-- PROBLEMS TO WORK ON --
a) Translate this sentence from the Beijing music festival account into Spanish: "This was her first show in a couple of years and she was great."
b) In the Beijing music festival account, which Taiwanese group almost stole the show from the headliner?
c) According to the Beijing music festival account, why was there a muddy mess between the front gate and the stages?

-- PASSAGE TO READ --
Being a native Austinite exoised to SXSW and ACL I have some perspective on music scenes. I mean come on, after all, you can’t be born and raised in the “Live Music Capital of the World” and not know a little something. So Beijing isn’t quite ready to compete with Austin, New Orleans, L.A., Seattle, and all the other great music towns just yet. The dusty grounds were just about the only thing that reminded me of ACL at Zilker Park in the heat of summer. It’s still spring time in Beijing so we didn’t have the heat to go with the dust. Of course then the Beijing Fire Department got smart and started hosing down all the dirt. This made for a nice muddy mess between the front gate and the stages. With that said the music line-up was nothing to shake a stick at. It included: Negative, a pretty good Finnish rock band; Rooney, a group from L.A.; and F.I.R. or (FeiErLeTuan) a super popular Taiwanese group that almost stole the show from the headliner. They were followed by Juliette Lewis who put on an electrifying performance (maybe a little too over the top for the audience though). Considering she murdered the language trying to say "thank you" (xiexie) and count to four (yi, er, san, si), Juliette Lewis was well received by the crowd. The headliner was Avril Lavigne. This was her first show in a couple of years and she was great. There were actually two performers after Avril but it seemed like me and the other 10,000 plus people in attendance made their way for the buses immediately after Avril wrapped it up. I made my way back to the Hilton to find Juliette Lewis with her panda hat having a drink in the lobby lounge.
Avril Lavigne on the big screen.
Juliette Lewis in her panda hat.
The experience proved to be a peek into China’s pop culture and was evidence of a growing craze for things western. From dyed spiked red hair to barricade crashing crowds and everything in between, there was a sense of rebelliousness and the desire for self-expression.

-- DATA PROVIDED --
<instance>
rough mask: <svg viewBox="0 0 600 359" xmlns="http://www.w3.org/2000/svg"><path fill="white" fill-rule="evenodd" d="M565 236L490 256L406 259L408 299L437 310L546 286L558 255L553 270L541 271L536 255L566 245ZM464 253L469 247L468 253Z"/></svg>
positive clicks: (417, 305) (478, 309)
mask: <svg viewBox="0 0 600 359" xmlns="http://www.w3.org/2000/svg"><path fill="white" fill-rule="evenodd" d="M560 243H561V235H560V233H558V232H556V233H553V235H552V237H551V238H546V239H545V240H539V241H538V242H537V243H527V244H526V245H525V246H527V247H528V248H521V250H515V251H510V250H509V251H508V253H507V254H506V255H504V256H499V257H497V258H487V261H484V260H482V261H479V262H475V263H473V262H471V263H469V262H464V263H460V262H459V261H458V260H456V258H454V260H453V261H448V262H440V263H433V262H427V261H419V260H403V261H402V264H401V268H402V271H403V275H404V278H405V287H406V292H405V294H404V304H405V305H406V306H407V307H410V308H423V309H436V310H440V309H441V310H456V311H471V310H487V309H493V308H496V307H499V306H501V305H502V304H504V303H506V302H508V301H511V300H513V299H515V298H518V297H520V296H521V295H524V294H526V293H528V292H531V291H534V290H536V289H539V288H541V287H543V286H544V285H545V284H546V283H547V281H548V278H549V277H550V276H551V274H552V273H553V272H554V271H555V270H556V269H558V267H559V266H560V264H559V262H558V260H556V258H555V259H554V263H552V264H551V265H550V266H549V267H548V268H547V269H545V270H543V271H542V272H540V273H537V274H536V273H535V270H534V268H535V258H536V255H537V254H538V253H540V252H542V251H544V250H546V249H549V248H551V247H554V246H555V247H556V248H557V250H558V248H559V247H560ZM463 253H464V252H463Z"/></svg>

-- EXERCISE SOLUTIONS --
a) Este fue su primer concierto en un par de años y estuvo genial.

b) F.I.R. (FeiErLeTuan)

c) The grounds were dusty, and the Beijing Fire Department started hosing down all the dirt. That turned the area between the front gate and the stages into mud.